- Written problem
Starting at the line that contains "Find the broken" and continuing through the end of the entries, format each line as an item in a numbered list, omitting any blank lines.

- The input
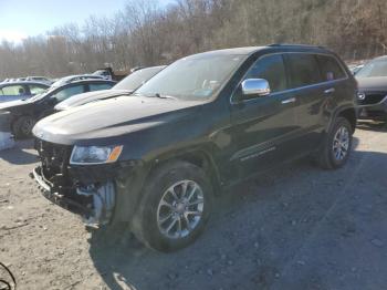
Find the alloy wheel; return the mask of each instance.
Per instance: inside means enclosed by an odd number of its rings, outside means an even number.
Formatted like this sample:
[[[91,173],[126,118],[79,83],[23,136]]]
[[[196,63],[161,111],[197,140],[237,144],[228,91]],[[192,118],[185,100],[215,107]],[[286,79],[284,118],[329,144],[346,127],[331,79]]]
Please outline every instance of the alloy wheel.
[[[170,186],[157,208],[157,225],[169,239],[185,238],[199,225],[205,208],[201,187],[192,180],[181,180]]]

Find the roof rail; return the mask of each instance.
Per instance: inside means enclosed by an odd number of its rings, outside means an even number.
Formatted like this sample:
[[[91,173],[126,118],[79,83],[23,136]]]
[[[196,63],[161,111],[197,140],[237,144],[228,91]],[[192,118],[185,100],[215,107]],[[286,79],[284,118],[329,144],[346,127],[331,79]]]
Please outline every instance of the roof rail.
[[[272,43],[268,46],[275,48],[275,46],[299,46],[299,48],[318,48],[318,49],[325,49],[325,46],[322,45],[311,45],[311,44],[294,44],[294,43]]]

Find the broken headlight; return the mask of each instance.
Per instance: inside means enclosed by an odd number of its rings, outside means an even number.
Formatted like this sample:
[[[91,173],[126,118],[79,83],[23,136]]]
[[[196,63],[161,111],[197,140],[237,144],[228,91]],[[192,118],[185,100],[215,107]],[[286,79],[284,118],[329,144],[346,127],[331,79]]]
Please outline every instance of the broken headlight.
[[[74,146],[70,164],[93,165],[114,163],[118,159],[124,146]]]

- Response
1. Find the broken headlight; return the mask of each instance.
2. Per instance: inside means enclosed by an odd number of its rings, outside means an even number.
3. Formatted like this sample:
4. [[[91,173],[126,118],[79,83],[23,136]]]
5. [[[196,63],[161,111],[197,140],[237,144],[228,91]],[[192,118],[185,100],[215,107]],[[286,79],[284,118],[329,144],[346,127],[331,79]]]
6. Please outline every instance of the broken headlight.
7. [[[74,146],[70,164],[93,165],[114,163],[118,159],[124,146]]]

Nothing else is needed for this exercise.